## Work to be completed
Render all of the records below as a two-column CSV with the header row source,result. Each record gets one row, with its text in source and its answer in result, and each field is quoted with line breaks replaced by spaces.

## Data provided
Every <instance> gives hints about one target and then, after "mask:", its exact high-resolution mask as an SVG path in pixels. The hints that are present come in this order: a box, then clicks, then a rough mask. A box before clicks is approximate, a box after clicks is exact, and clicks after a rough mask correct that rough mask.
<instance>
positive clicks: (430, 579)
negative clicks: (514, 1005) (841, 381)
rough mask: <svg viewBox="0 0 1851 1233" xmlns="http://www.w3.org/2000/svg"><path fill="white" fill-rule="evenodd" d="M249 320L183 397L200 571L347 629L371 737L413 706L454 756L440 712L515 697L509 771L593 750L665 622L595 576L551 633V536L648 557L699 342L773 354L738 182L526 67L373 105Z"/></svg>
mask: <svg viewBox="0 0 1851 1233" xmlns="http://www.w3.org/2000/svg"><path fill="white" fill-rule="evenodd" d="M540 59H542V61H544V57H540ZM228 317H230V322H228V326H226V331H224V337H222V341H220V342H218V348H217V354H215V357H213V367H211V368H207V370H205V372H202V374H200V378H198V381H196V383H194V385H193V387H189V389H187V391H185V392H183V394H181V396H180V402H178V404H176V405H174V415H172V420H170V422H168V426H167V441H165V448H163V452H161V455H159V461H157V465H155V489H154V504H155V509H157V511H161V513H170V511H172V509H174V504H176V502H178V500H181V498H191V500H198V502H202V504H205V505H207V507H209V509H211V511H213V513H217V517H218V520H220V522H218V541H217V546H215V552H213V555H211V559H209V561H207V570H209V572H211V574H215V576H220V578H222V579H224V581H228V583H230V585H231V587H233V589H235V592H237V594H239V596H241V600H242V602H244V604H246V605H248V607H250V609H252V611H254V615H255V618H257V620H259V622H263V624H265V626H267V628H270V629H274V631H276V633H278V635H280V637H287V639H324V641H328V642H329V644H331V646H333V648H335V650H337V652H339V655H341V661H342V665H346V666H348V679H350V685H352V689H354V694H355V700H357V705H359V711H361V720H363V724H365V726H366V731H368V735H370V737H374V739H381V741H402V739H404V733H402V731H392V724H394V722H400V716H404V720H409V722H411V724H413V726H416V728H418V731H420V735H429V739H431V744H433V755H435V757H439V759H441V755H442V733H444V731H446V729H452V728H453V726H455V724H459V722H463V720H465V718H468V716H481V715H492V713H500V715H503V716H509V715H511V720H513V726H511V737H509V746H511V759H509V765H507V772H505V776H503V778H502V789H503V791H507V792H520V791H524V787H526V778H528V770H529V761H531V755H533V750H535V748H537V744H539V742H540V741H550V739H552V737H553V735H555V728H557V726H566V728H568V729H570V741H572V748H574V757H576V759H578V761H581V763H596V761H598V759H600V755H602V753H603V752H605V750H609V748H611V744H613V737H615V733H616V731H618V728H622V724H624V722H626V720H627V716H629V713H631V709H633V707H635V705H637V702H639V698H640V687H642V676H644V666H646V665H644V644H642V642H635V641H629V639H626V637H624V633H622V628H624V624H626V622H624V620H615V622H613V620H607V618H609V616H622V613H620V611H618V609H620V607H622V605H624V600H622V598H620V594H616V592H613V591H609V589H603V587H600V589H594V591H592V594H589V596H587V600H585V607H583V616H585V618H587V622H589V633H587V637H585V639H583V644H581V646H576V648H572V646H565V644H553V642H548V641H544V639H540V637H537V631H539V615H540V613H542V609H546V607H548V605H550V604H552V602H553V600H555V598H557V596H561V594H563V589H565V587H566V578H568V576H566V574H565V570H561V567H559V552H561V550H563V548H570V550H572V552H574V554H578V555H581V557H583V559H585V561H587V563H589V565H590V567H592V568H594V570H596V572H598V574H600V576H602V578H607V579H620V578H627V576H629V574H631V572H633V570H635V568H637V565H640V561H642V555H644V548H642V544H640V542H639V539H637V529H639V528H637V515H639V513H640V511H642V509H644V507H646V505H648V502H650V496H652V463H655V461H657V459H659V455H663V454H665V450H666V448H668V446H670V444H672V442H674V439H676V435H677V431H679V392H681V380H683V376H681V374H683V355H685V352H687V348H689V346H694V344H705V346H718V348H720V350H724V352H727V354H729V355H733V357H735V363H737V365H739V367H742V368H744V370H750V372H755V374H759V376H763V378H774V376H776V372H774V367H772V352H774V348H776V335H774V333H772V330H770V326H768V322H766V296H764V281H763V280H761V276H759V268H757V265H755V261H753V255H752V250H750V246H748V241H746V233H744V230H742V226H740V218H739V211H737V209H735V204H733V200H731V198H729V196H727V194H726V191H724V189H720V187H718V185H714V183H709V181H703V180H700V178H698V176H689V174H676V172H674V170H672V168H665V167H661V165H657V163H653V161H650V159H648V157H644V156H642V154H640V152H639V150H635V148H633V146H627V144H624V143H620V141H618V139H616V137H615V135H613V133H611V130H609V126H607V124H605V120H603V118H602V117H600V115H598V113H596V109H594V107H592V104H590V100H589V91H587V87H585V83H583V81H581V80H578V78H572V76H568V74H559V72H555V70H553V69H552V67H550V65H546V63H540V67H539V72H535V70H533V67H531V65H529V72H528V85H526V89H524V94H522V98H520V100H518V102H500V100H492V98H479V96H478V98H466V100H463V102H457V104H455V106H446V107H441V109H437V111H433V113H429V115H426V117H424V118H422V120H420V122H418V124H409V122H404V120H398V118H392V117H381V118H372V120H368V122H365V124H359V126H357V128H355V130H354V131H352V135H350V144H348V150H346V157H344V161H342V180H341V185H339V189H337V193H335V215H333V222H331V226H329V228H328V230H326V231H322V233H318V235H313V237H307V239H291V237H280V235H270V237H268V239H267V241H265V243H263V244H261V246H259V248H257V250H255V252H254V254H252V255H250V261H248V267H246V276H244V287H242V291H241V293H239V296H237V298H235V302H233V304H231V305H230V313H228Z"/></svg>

## Written answer
source,result
"Every <instance> gives hints about one target and then, after ""mask:"", its exact high-resolution mask as an SVG path in pixels. The hints that are present come in this order: a box, then clicks, then a rough mask. A box before clicks is approximate, a box after clicks is exact, and clicks after a rough mask correct that rough mask. <instance> positive clicks: (430, 579) negative clicks: (514, 1005) (841, 381) rough mask: <svg viewBox=""0 0 1851 1233"" xmlns=""http://www.w3.org/2000/svg""><path fill=""white"" fill-rule=""evenodd"" d=""M249 320L183 397L200 571L347 629L371 737L413 706L454 756L440 712L515 697L509 771L593 750L665 622L595 576L551 633V536L648 557L699 342L773 354L738 182L526 67L373 105Z""/></svg>","mask: <svg viewBox=""0 0 1851 1233"" xmlns=""http://www.w3.org/2000/svg""><path fill=""white"" fill-rule=""evenodd"" d=""M540 59H542V61H544V57H540ZM228 317H230V322H228V326H226V331H224V337H222V341H220V342H218V348H217V354H215V357H213V367H211V368H207V370H205V372H202V374H200V378H198V381H196V383H194V385H193V387H189V389H187V391H185V392H183V394H181V396H180V402H178V404H176V405H174V415H172V420H170V422H168V426H167V441H165V448H163V452H161V455H159V461H157V465H155V489H154V504H155V509H157V511H161V513H170V511H172V509H174V504H176V502H178V500H181V498H191V500H198V502H202V504H205V505H207V507H209V509H211V511H213V513H217V517H218V520H220V522H218V541H217V546H215V552H213V555H211V559H209V561H207V570H209V572H211V574H215V576H220V578H222V579H224V581H228V583H230V585H231V587H233V589H235V592H237V594H239V596H241V600H242V602H244V604H246V605H248V607H250V609H252V611H254V615H255V618H257V620H259V622H263V624H265V626H267V628H270V629H274V631H276V633H278V635H280V637H287V639H324V641H328V642H329V644H331V646H333V648H335V650H337V652H339V655H341V661H342V665H346V666H348V679H350V685H352V689H354V694H355V700H357V705H359V711H361V720H363V724H365V726H366V731H368V735H370V737H374V739H381V741H402V739H404V733H402V731H392V724H394V722H400V716H404V720H409V722H411V724H413V726H416V728H418V731H420V735H429V739H431V744H433V755H435V757H439V759H441V755H442V733H444V731H446V729H452V728H453V726H455V724H459V722H463V720H465V718H468V716H481V715H492V713H500V715H503V716H509V715H511V720H513V726H511V737H509V746H511V759H509V765H507V772H505V776H503V778H502V789H503V791H507V792H520V791H524V787H526V778H528V770H529V761H531V755H533V750H535V748H537V744H539V742H540V741H550V739H552V737H553V735H555V728H557V726H566V728H568V729H570V741H572V748H574V757H576V759H578V761H581V763H596V761H598V759H600V755H602V753H603V752H605V750H609V748H611V744H613V737H615V733H616V731H618V728H622V724H624V722H626V720H627V716H629V713H631V709H633V707H635V705H637V702H639V698H640V687H642V676H644V666H646V665H644V644H642V642H635V641H629V639H626V637H624V633H622V628H624V624H626V622H624V620H615V622H613V620H607V618H609V616H622V613H620V611H618V609H620V607H622V605H624V600H622V598H620V594H616V592H613V591H609V589H603V587H600V589H594V591H592V594H589V596H587V600H585V607H583V616H585V618H587V622H589V633H587V637H585V639H583V644H581V646H576V648H572V646H565V644H553V642H548V641H544V639H540V637H537V631H539V615H540V613H542V609H546V607H548V605H550V604H552V602H553V600H555V598H557V596H561V594H563V589H565V587H566V578H568V576H566V574H565V570H561V567H559V552H561V550H563V548H570V550H572V552H574V554H578V555H581V557H583V559H585V561H587V563H589V565H590V567H592V568H594V570H596V572H598V574H600V576H602V578H607V579H620V578H627V576H629V574H631V572H633V570H635V568H637V565H640V561H642V555H644V548H642V544H640V542H639V539H637V529H639V528H637V515H639V513H640V511H642V509H644V507H646V505H648V502H650V496H652V463H655V461H657V459H659V455H663V454H665V450H666V448H668V446H670V444H672V442H674V439H676V435H677V431H679V392H681V380H683V376H681V374H683V355H685V352H687V348H689V346H694V344H705V346H718V348H720V350H724V352H727V354H729V355H733V357H735V363H737V365H739V367H742V368H744V370H750V372H755V374H759V376H763V378H774V376H776V372H774V367H772V352H774V348H776V335H774V333H772V330H770V326H768V322H766V296H764V281H763V280H761V276H759V268H757V265H755V261H753V255H752V250H750V246H748V241H746V233H744V230H742V226H740V218H739V211H737V209H735V204H733V200H731V198H729V196H727V194H726V191H724V189H720V187H718V185H714V183H709V181H703V180H700V178H698V176H689V174H676V172H674V170H672V168H665V167H661V165H657V163H653V161H650V159H648V157H644V156H642V154H640V152H639V150H635V148H633V146H627V144H624V143H620V141H618V139H616V137H615V135H613V133H611V130H609V126H607V124H605V120H603V118H602V117H600V115H598V113H596V109H594V107H592V104H590V100H589V91H587V87H585V83H583V81H581V80H578V78H572V76H568V74H559V72H555V70H553V69H552V67H550V65H546V63H540V67H539V72H535V70H533V67H531V65H529V72H528V85H526V89H524V94H522V98H520V100H518V102H500V100H492V98H479V96H478V98H466V100H463V102H457V104H455V106H446V107H441V109H437V111H433V113H429V115H426V117H424V118H422V120H420V122H418V124H409V122H404V120H398V118H392V117H381V118H372V120H368V122H365V124H359V126H357V128H355V130H354V131H352V135H350V144H348V150H346V157H344V161H342V180H341V185H339V189H337V193H335V215H333V222H331V226H329V228H328V230H326V231H322V233H318V235H313V237H307V239H291V237H280V235H270V237H268V239H267V241H265V243H263V244H261V246H259V248H257V250H255V252H254V254H252V255H250V261H248V267H246V276H244V287H242V291H241V293H239V296H237V298H235V302H233V304H231V305H230V313H228Z""/></svg>"